What this task involves: Copy the passage of the Smart Toilet article below, starting with "The Smart Toilet Lab" and going on through "of GI diseases.", and switch "cohort" to "group".

Reading text:

Bass Connections Students Return to Advance Smart Toilet Research, Remotely

October 13, 2020

The gut is like a reclusive celebrity: everyone is talking about her (the microbiome!), but we rarely catch a glimpse. Enter the Smart Toilet: a technology designed to capture data regarding individual health through precision analysis of wastewater coming out of toilet, without requiring us as users to change our daily routine.

The Smart Toilet offers insight into what’s happening in the gut, enabling early warning of colorectal cancer and management of gastrointestinal (GI) disorders such as irritable bowel syndrome and inflammatory bowel disease.  The impact of GI disease in the United States is enormous - resulting in more than 54 million ambulatory visits and 3 million hospital admissions annually and costing more than $135 billion in 2015.  Despite high medical costs, hundreds of thousands of lives are lost to GI disease each year.

The Smart Toilet Lab is thrilled to welcome a new cohort of Bass Connections students. Building on progress made last year and over the summer, six students (5 undergraduates and one graduate student) – including two returners – will advance research on the opportunities that the Smart Toilet platform technology offers for early detection of GI diseases.

Record extracts:
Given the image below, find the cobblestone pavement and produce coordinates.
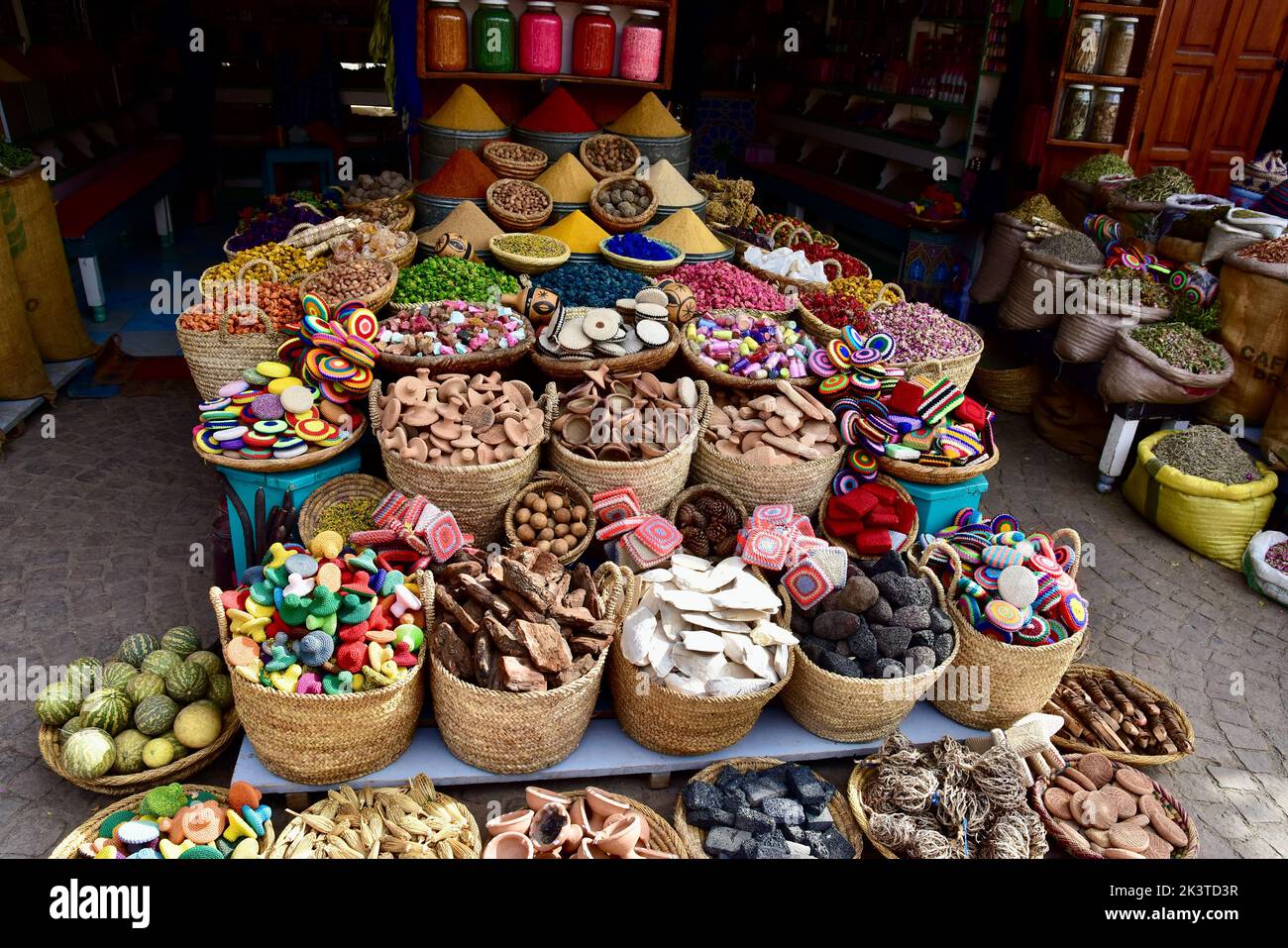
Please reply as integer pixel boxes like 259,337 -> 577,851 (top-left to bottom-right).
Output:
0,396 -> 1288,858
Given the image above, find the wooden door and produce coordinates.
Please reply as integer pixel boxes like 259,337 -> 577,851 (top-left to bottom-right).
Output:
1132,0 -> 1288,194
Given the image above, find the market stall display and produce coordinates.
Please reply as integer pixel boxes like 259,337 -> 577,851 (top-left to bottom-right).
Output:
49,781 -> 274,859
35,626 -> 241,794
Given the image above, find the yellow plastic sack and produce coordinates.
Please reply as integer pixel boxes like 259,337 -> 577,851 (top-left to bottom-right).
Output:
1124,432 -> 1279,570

Output of the exercise:
The Smart Toilet Lab is thrilled to welcome a new group of Bass Connections students. Building on progress made last year and over the summer, six students (5 undergraduates and one graduate student) – including two returners – will advance research on the opportunities that the Smart Toilet platform technology offers for early detection of GI diseases.